◆ **Objective**
Present the records below as a numbered list, with any blank lines omitted.

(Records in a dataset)
┌──

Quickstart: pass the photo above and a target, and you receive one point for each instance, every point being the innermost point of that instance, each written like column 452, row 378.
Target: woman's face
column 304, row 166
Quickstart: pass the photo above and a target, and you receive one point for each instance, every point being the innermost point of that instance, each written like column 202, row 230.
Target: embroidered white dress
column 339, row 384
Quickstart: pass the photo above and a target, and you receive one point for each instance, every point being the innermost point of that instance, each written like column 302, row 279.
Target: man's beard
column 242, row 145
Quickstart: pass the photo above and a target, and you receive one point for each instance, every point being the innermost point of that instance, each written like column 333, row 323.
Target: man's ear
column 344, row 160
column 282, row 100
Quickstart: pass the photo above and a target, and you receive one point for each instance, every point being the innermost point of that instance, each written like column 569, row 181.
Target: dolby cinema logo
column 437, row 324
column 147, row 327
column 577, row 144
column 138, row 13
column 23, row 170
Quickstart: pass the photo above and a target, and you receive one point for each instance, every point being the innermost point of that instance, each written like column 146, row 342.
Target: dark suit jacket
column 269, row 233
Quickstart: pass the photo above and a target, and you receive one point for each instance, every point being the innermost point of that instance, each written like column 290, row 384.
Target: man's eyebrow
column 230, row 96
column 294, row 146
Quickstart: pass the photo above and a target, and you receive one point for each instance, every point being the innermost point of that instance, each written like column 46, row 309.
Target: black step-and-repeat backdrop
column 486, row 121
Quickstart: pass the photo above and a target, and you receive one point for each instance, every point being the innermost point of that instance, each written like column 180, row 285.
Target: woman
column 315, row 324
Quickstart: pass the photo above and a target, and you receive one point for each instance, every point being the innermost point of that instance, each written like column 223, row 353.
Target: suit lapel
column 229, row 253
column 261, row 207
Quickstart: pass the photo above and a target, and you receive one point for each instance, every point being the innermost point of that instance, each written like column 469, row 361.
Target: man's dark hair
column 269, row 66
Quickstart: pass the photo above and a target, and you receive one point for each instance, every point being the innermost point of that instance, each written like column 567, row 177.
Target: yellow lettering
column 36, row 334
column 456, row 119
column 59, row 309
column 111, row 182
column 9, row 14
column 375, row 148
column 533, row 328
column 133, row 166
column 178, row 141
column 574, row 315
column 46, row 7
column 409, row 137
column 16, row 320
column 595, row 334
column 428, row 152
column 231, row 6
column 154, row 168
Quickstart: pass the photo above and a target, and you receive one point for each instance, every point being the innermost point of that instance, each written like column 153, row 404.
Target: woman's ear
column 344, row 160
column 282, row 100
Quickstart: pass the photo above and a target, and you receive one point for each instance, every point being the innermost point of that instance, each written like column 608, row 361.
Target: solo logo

└──

◆ **Worked solution**
1. Quickstart: pass the photo above and a target, and you receive one point for each instance, every point being the innermost point of that instance, each written like column 452, row 378.
2. Target: woman's face
3. column 304, row 166
4. Quickstart: pass the photo above and a target, and you receive one point for each instance, every point being the innermost point of that instance, each written like column 202, row 230.
5. Target: embroidered white dress
6. column 339, row 384
7. Quickstart: pass the photo above and a target, and you receive one point for each instance, every point being the innermost point of that instance, each written like column 302, row 279.
8. Target: man's beard
9. column 242, row 145
10. Quickstart: pass the photo above and a target, and you receive one point for each instance, every point being the innermost point of that instance, each written like column 333, row 323.
11. Target: man's ear
12. column 344, row 160
13. column 282, row 100
14. Quickstart: pass the photo above and a target, and you receive one point for each instance, every point being the innermost point of that instance, each written like column 569, row 181.
15. Target: dolby cinema logo
16. column 437, row 324
17. column 147, row 327
18. column 577, row 144
19. column 138, row 13
20. column 23, row 170
21. Quickstart: pass the photo above and a target, and you receive one point for each instance, every point being the innermost point of that instance, each written like column 146, row 342.
22. Target: dark suit jacket
23. column 269, row 233
24. Quickstart: pass the photo above and a target, and you receive one point for each instance, every point being the innermost point of that instance, each written like column 290, row 384.
25. Target: man's eyebrow
26. column 230, row 96
27. column 294, row 146
28. Quickstart: pass the photo above and a target, and you receive one point for each instance, every point being the innermost point of that instance, each written like column 46, row 309.
29. Target: black step-and-repeat backdrop
30. column 486, row 121
31. Quickstart: pass the photo above and a target, and you receive one point for each instance, every point being the innermost point of that instance, each written like column 180, row 285.
32. Target: woman
33. column 315, row 324
34. Quickstart: pass the photo above and a target, and you receive one point for each instance, every point being the innermost point of that instance, each written like column 223, row 353.
35. Target: suit lapel
36. column 229, row 253
37. column 261, row 207
38. Quickstart: pass the photo above and a target, and you receive one point for each instance, every point being the innermost point of that instance, each written like column 469, row 361.
39. Target: man's dark hair
40. column 269, row 66
41. Quickstart: pass the photo above and a target, and you receive one point for each instance, every point being the innermost point of that instance, each written like column 567, row 177.
42. Target: yellow lettering
43. column 36, row 334
44. column 456, row 119
45. column 59, row 309
46. column 111, row 182
47. column 9, row 14
48. column 375, row 148
49. column 533, row 328
50. column 133, row 166
51. column 178, row 141
52. column 574, row 315
53. column 46, row 7
54. column 409, row 137
55. column 16, row 320
56. column 595, row 334
57. column 428, row 152
58. column 231, row 6
59. column 154, row 168
60. Quickstart: pass the photo above and a target, and you receive one point for each instance, every point being the innermost point of that instance, each written like column 153, row 404.
61. Target: woman's ear
62. column 344, row 160
63. column 282, row 100
64. Quickstart: pass the photo above and a target, and you receive one point for each instance, every point being the innermost point of that instance, each written like column 608, row 361.
65. Target: solo logo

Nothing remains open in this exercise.